EXTRACT:
His fame occasionally impinged on the campus. A man from Chicago called his department office, wanting to arrange a tennis game. Another came to the school and asked how he could meet the author of Infinite Jest and proceeded to wait the whole day, making the staff of the English department nervous. Some students from the University of Chicago arrived on a scavenger hunt, one requirement of which was to get their picture taken with Wallace (he was nowhere to be found).

Wallace began to change his phone number every few months. He would make restaurant reservations under fanciful names — one he particularly liked was Jim Deatherage, the name of a friend’s high school creative writing teacher. John O’Brien, the Dalkey Archive Press director, had thirteen dogs. They would come over and play with Jeeves and The Drone or Wallace would bring the Icky Brothers over to his house on the outskirts of the city. One day he complained to O’Brien that he no longer knew what to make of people: “People come up and say they love the book and I don’t know if they’ve read it. I don’t know who to trust anymore.”

Students had begun applying to the graduate program specifically to study with him. He was becoming a beacon for a kind of writing, not the postmodernism of the rest of the department and not the realism of Iowa and everywhere else, but a third approach, uncomfortable but sincere realism for a world that was no longer real. Making the head throb heartlike had the potential to become a literary movement. Different names were bruited for it, from the New Sincerity to Post-postmodernism. Occasionally one heard Grunge Fiction.

REQUEST 1: In the passage about Wallace's fame, which fanciful name did he particularly like to use for restaurant reservations?

DATASET EXCERPTS:

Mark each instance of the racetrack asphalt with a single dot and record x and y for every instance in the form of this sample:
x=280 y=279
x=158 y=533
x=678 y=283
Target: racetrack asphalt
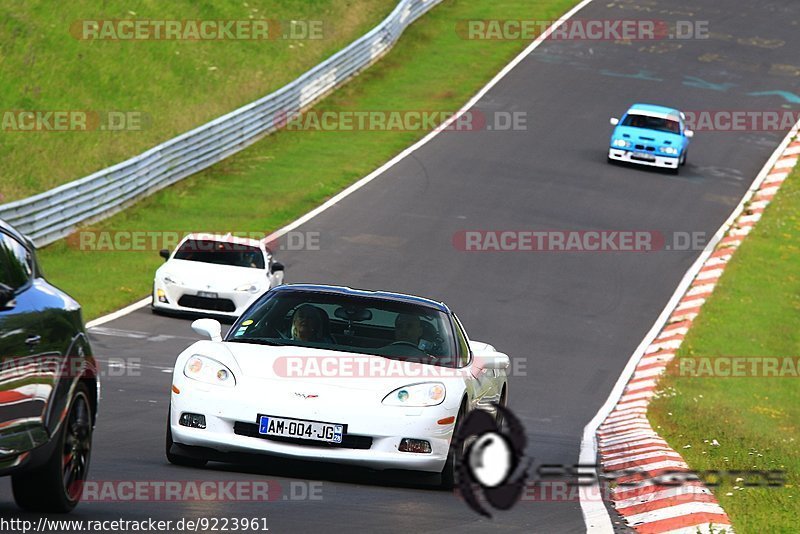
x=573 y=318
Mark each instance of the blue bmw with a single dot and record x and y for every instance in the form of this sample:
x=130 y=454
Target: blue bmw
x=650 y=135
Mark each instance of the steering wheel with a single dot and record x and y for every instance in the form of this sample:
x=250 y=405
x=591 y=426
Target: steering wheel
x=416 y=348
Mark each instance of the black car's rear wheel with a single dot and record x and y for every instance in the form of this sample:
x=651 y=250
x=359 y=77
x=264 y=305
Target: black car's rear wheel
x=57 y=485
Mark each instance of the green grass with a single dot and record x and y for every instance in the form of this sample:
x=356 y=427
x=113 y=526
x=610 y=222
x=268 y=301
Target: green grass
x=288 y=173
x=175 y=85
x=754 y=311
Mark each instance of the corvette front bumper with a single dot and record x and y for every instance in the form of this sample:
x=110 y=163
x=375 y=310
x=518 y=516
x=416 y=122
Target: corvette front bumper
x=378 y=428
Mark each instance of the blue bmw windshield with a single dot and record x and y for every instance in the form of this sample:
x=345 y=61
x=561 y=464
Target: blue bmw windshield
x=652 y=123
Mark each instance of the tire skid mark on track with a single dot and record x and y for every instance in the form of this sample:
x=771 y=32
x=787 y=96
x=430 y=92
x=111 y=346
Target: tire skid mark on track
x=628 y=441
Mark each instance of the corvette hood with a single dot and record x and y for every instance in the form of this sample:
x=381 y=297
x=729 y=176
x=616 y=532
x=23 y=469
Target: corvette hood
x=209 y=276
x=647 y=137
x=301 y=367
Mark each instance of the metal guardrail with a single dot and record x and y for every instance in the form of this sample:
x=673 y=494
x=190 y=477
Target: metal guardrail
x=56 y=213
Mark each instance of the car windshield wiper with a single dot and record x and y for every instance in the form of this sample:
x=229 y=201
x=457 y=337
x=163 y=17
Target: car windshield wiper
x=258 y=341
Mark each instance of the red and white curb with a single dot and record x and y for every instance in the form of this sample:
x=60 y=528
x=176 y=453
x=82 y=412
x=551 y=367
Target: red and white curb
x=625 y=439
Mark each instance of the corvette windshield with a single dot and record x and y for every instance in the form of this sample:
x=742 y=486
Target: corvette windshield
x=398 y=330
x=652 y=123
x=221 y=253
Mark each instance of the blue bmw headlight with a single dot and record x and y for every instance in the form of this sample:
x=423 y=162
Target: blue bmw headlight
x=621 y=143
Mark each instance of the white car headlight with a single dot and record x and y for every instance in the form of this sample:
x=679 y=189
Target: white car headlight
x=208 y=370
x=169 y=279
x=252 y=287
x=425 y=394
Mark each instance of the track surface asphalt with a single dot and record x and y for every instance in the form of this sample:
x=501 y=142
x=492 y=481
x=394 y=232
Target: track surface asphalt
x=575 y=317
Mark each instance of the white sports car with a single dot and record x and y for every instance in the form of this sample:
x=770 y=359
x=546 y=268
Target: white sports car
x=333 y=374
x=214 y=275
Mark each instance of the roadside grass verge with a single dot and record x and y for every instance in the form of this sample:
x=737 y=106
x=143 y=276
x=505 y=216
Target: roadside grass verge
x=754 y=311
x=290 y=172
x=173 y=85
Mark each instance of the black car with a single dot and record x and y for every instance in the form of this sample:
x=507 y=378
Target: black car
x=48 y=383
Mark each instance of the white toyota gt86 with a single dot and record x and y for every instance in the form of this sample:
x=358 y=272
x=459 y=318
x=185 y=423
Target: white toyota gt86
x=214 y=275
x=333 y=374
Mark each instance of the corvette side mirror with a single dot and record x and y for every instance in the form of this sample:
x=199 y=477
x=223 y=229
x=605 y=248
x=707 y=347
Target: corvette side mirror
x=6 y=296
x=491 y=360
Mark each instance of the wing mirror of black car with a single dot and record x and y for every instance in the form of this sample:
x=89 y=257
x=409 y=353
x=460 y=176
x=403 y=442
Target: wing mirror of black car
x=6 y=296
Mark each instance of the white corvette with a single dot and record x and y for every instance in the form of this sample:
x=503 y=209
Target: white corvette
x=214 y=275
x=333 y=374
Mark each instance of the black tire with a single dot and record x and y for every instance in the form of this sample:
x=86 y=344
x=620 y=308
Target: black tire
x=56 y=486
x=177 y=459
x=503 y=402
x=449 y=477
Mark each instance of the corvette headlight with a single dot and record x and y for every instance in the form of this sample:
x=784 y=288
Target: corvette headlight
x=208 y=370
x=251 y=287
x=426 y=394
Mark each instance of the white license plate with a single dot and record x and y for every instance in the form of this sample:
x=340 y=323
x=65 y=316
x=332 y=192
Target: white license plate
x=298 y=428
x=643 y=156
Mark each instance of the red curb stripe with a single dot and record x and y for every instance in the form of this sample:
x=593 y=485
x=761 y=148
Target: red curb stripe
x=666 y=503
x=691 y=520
* * *
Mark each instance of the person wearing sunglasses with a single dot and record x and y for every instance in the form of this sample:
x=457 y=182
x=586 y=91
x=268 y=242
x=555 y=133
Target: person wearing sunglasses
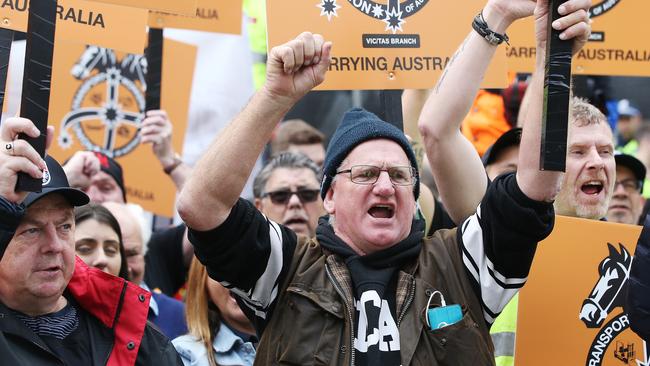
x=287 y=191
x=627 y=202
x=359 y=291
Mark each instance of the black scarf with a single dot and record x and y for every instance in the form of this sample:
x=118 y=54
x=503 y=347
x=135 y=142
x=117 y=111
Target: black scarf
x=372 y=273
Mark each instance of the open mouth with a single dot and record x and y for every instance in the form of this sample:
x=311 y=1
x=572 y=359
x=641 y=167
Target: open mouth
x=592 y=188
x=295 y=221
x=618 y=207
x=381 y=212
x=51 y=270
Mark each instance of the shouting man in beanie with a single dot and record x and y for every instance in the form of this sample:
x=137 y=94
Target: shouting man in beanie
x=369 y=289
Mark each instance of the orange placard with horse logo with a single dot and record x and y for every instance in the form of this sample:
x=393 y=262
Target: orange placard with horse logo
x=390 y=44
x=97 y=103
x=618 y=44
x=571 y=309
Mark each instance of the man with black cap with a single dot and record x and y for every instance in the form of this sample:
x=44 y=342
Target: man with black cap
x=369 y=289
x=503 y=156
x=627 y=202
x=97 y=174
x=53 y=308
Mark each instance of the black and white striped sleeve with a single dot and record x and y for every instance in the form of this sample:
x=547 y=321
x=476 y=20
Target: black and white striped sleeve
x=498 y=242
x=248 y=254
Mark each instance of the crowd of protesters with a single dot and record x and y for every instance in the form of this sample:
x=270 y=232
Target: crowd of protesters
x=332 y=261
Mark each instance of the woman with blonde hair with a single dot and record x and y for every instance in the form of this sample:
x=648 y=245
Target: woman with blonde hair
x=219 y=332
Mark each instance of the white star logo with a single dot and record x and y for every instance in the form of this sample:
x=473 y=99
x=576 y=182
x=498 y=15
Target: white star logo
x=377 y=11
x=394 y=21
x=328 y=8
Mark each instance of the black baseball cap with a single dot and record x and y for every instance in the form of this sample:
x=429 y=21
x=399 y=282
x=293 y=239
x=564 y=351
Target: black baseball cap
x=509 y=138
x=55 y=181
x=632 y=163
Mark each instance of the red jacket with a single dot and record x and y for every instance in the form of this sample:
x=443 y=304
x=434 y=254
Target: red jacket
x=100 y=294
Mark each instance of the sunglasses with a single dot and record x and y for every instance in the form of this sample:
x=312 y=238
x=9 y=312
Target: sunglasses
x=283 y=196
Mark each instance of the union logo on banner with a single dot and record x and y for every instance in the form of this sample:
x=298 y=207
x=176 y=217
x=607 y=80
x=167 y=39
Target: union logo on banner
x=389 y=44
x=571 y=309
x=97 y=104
...
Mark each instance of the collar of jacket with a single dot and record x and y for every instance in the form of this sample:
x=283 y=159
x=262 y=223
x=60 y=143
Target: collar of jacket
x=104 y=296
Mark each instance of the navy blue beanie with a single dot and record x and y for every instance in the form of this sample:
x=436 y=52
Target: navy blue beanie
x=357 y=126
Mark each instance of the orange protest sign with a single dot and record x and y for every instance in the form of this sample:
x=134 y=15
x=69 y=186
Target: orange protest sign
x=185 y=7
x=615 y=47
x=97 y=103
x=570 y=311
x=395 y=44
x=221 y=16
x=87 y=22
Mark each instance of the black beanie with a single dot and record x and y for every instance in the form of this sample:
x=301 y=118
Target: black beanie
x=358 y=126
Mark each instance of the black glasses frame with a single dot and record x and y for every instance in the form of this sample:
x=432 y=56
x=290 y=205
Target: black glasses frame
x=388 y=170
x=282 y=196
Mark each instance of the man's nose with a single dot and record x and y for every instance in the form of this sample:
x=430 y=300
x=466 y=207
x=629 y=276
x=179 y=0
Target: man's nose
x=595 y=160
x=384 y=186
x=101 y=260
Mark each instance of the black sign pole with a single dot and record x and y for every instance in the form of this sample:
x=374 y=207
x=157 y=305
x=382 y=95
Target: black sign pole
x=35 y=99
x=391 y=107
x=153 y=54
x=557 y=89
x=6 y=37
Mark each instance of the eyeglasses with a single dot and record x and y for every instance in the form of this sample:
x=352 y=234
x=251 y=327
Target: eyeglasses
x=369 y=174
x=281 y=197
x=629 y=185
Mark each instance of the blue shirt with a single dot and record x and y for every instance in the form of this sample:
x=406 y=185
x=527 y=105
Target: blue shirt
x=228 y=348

REQUEST 2: Substitute "one dot" for "single dot" in the entries, starting at the line that contains "Mark each instance of the racetrack" and ending at the line that contains "x=258 y=341", and give back only those lines, leaving out the pictures.

REPLY 1: Jim Deatherage

REPLY 2:
Mark each instance of the racetrack asphalt with a one dot and record x and y for every instance in the form of this sample:
x=280 y=279
x=158 y=533
x=678 y=283
Target: racetrack asphalt
x=573 y=318
Mark each instance of the blue bmw with a one dot and record x and y for every instance in the form of this sample:
x=130 y=454
Target: blue bmw
x=650 y=135
Mark each instance of the steering wheel with a one dot and record x and y for every instance in the form of this sample:
x=250 y=405
x=591 y=426
Target: steering wheel
x=416 y=348
Mark each instance of the black car's rear wheel with a one dot and record x and y for every instance in the form of this sample:
x=651 y=250
x=359 y=77
x=264 y=305
Target: black car's rear wheel
x=57 y=485
Mark each instance of the green grass with a one dot and record x and y for every instance in the form of this sample:
x=356 y=427
x=113 y=526
x=610 y=222
x=268 y=301
Target: green grass
x=288 y=173
x=175 y=85
x=754 y=311
Mark each instance of the corvette front bumper with a one dot and record x and y for every instance in the form of this sample:
x=110 y=163
x=375 y=310
x=518 y=516
x=416 y=122
Target: corvette front bumper
x=378 y=428
Mark each instance of the blue bmw windshield with a one dot and record x and y for every instance in the form of this sample:
x=345 y=61
x=561 y=464
Target: blue bmw windshield
x=652 y=123
Mark each instance of the tire skid mark on track with a one dot and record x and y for every instance in the form of this sample:
x=771 y=32
x=787 y=96
x=430 y=92
x=111 y=346
Target: tire skid mark on track
x=628 y=441
Mark each instance of the corvette hood with a one dot and record x and y for every instance in the form of this sample:
x=381 y=297
x=729 y=176
x=616 y=532
x=23 y=469
Target: corvette hood
x=209 y=276
x=647 y=137
x=301 y=367
Mark each instance of the metal guardrail with a one dot and record x and y for every instance in the form of this sample:
x=673 y=494
x=190 y=477
Target: metal guardrail
x=56 y=213
Mark each instance of the car windshield wiper with a one dot and record x and y for every instance in the form of this sample:
x=229 y=201
x=457 y=337
x=163 y=17
Target: car windshield wiper
x=258 y=341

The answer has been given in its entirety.